▶ Exercise brief
The lines to reproduce from the material below are those from the one containing "point at the framed painting on wall" through the one containing "point at the black and white floor tile", both included; write them out exactly and add nothing.

▶ Recorded data

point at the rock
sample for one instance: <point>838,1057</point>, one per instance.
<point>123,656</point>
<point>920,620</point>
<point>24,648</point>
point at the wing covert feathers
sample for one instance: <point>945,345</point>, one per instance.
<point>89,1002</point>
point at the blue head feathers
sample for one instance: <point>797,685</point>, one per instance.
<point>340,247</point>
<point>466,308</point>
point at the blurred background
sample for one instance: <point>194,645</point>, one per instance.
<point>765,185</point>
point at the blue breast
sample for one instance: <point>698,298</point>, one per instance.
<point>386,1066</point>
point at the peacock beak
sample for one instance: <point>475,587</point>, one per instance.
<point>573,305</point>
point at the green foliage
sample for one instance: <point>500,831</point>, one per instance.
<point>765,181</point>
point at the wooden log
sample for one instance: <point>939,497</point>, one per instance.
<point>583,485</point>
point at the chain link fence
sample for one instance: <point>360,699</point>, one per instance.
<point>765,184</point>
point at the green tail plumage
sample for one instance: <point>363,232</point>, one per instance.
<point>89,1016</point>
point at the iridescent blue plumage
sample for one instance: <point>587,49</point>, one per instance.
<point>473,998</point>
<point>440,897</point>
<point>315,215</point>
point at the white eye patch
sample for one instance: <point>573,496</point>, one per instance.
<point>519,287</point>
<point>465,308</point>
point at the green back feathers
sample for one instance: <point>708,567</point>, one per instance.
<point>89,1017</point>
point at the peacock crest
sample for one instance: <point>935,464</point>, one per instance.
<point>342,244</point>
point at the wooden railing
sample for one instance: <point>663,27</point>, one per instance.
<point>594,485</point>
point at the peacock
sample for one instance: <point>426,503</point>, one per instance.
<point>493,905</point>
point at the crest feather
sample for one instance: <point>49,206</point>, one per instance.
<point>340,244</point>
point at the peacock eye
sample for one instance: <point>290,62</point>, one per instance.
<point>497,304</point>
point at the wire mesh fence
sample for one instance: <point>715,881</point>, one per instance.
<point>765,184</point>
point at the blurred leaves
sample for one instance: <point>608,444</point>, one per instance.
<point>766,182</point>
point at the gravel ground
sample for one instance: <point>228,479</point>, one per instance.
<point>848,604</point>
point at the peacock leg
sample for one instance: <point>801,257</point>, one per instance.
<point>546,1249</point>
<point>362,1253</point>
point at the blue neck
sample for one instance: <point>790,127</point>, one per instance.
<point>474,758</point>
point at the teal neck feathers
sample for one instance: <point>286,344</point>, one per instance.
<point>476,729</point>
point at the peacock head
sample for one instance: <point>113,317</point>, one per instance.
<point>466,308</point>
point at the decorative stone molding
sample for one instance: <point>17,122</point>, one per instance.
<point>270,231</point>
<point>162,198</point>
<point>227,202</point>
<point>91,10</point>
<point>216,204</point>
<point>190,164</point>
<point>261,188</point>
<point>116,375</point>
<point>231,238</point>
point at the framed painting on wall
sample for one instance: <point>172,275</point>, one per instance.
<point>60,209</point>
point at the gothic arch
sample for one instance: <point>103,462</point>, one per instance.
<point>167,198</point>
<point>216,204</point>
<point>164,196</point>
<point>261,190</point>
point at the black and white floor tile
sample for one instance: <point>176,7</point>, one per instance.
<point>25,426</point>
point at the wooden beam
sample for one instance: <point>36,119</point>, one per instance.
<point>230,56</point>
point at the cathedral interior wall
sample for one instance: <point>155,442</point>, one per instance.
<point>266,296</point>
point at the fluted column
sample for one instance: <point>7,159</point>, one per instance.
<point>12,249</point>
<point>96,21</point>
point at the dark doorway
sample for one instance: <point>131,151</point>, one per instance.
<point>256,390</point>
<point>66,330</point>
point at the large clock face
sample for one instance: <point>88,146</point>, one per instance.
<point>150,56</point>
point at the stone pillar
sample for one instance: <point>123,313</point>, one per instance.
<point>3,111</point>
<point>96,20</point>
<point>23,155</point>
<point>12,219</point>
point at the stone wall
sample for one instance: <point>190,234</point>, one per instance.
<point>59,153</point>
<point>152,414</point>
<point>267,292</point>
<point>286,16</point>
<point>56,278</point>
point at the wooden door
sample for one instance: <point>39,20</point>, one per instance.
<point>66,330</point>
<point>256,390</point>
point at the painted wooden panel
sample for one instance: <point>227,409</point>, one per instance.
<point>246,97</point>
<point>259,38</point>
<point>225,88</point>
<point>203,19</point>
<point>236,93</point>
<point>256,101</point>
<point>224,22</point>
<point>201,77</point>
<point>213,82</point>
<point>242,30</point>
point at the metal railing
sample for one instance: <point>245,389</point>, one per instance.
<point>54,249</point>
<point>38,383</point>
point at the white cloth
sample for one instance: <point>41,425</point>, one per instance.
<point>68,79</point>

▶ Answer to this task
point at the framed painting on wall
sample for one instance: <point>172,275</point>, one per instance.
<point>60,209</point>
point at the gothic arch
sample for one instance: <point>103,462</point>, one per instance.
<point>167,198</point>
<point>216,204</point>
<point>164,196</point>
<point>261,190</point>
point at the black and white floor tile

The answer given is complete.